CHECK YOUR UNDERSTANDING:
**1.** Echo the journal entry word for word, from "It was a Monday." to "and kicking today.", with both included.
**2.** In the journal entry, how did Dad's surgery turn out?
**3.** Go on with the journal entry, starting after its last sentence.

QUOTED PASSAGE:
A Day in My Brain, September 30, 2019

It was a Monday.

I don’t want to dwell on a bad day. In fact, hindsight 20/20, the day wasn’t that bad. Positives? Dad’s surgery went well and he is home safe and sound. I was able to work from home, which allowed me to support my family and save my time for maternity leave. I had food to eat all day and did not get too hungry and feel faint. I got to wear comfortable clothes all day. I got to feel my baby moving and kicking today.

However, the anxieties that surround days like today make it so hard to recognize the blessings. Anxieties such as, “Dad is in surgery and anything could go wrong.” “My computer isn’t allowing me to work, if I try to get this fixed is it going to take me away from the hospital too long? What if something bad happens and I’m not there?” “Am I getting too stressed? Can my baby feel it?”

RECORDED DATA:

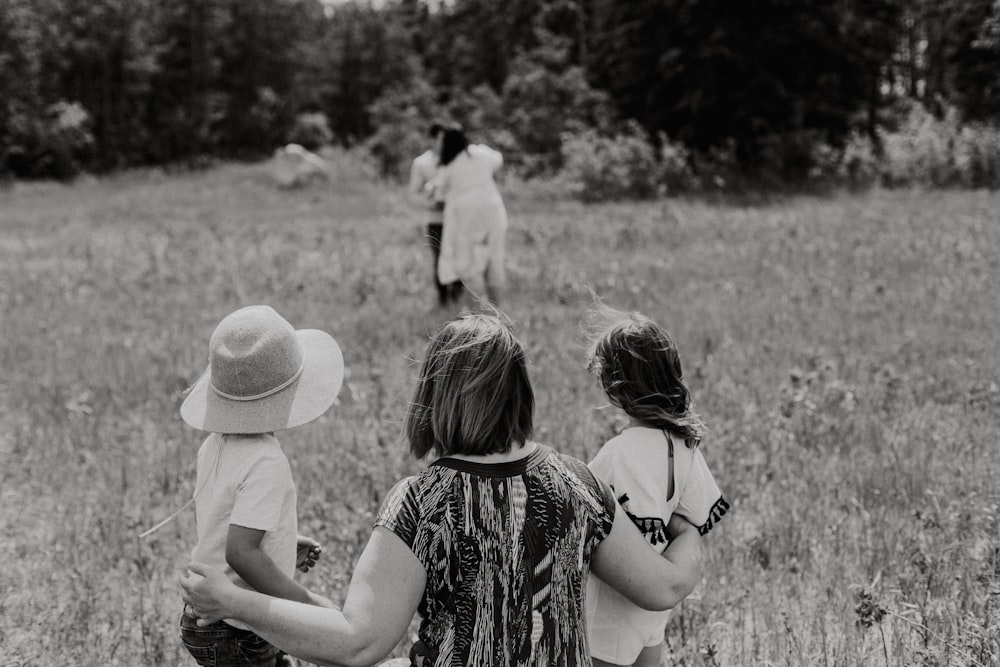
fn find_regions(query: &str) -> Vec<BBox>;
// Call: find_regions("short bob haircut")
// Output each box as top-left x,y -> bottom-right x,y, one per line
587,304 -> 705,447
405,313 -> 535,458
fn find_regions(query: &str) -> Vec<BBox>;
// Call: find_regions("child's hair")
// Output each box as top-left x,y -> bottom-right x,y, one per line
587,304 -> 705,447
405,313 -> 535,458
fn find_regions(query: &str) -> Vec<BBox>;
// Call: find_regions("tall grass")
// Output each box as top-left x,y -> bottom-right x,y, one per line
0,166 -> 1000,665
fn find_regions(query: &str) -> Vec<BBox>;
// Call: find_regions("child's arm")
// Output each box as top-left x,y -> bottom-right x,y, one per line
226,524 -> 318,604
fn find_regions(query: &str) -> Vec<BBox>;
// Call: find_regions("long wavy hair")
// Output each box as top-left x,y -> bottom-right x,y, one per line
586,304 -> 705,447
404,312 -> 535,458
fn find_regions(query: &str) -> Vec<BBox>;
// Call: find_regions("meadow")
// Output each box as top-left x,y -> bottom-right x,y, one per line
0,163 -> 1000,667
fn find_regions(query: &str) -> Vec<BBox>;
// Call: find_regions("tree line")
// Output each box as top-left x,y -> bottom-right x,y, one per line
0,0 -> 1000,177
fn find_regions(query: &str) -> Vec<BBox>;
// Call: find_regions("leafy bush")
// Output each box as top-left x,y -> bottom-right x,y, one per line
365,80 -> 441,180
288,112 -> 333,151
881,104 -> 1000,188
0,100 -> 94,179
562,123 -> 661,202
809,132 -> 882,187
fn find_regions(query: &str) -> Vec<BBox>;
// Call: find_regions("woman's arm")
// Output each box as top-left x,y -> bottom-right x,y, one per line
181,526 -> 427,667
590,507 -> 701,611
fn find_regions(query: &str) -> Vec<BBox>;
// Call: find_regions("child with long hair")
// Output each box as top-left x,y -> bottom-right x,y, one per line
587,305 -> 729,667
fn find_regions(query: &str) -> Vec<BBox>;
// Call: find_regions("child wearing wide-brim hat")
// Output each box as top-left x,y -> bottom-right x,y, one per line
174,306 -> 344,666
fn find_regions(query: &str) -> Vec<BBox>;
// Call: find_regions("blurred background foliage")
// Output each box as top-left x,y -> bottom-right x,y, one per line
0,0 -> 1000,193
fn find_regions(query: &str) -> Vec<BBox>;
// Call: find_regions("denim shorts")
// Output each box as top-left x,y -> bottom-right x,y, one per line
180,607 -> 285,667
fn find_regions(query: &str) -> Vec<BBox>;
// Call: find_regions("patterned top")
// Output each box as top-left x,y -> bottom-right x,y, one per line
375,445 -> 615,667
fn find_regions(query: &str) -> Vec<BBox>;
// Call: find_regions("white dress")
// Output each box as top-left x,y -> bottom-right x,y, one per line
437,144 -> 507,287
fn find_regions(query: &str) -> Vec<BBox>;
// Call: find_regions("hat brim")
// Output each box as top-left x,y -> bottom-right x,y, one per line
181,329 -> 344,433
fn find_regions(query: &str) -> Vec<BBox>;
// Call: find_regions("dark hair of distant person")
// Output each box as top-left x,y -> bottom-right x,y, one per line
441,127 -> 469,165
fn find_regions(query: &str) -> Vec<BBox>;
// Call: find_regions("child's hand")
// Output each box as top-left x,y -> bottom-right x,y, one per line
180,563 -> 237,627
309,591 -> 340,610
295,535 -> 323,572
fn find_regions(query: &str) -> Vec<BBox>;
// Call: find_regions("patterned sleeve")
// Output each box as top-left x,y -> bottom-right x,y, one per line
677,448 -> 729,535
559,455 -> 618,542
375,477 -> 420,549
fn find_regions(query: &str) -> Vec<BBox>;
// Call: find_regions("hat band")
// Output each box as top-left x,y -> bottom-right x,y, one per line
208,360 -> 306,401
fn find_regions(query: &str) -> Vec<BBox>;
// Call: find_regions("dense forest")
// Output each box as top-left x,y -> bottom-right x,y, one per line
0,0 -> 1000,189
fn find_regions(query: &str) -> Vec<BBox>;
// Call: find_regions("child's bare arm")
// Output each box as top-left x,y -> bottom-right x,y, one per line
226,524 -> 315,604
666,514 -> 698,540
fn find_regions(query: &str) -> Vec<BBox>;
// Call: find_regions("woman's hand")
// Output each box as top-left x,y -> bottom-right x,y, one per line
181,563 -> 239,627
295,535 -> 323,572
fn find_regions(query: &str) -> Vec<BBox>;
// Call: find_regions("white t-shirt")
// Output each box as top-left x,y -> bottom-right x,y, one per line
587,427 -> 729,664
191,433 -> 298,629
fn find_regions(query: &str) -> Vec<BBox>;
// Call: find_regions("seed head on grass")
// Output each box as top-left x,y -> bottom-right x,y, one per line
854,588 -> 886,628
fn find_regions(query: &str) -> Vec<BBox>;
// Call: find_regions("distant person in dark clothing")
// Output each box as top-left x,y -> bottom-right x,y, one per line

OUTPUTS FOR THE TASKS:
**1.**
It was a Monday.

I don’t want to dwell on a bad day. In fact, hindsight 20/20, the day wasn’t that bad. Positives? Dad’s surgery went well and he is home safe and sound. I was able to work from home, which allowed me to support my family and save my time for maternity leave. I had food to eat all day and did not get too hungry and feel faint. I got to wear comfortable clothes all day. I got to feel my baby moving and kicking today.

**2.** It went well, and he is home safe and sound.

**3.**
On days like today, even a song being stuck in my head can make me irritable. If I heard, Truth Hurts by Lizzo run through my head one more time today I was gonna have to either start a flash mob or bang my head against the nearest hard surface.

The worst part about tough days is my lack of patience and understanding for anyone or anything. Someone could be helping in the best way they know how and somehow I will still lash out at them. If I accidentally drop my phone, all I want to do is scream and jump up and down on it just to punctuate how upset I am about my phone “jumping” out of my hand.

Do you ever feel like this? Like nothing is going to go right? Like you can’t seem to get a handle on your life?

If you’ve ever felt this way, you know how important it can be to be either surrounded by no one, or at least by the people who know exactly what you need. It is vital that I have plenty of space to myself - let me approach you for help or socialization.

I’m also horrible about beating myself up on days like this one. No matter how hard I try to remind myself to let God handle what I obviously am struggling with, I still can’t help but remind myself that I’m failing. It is my goal to learn the art of maintaining positive thoughts in times of high stress and emotion and today has only been another reminder of that.

I’m so grateful for all that went well today, because in the end, those were the most important things anyway. But I’m also super glad the day has ended.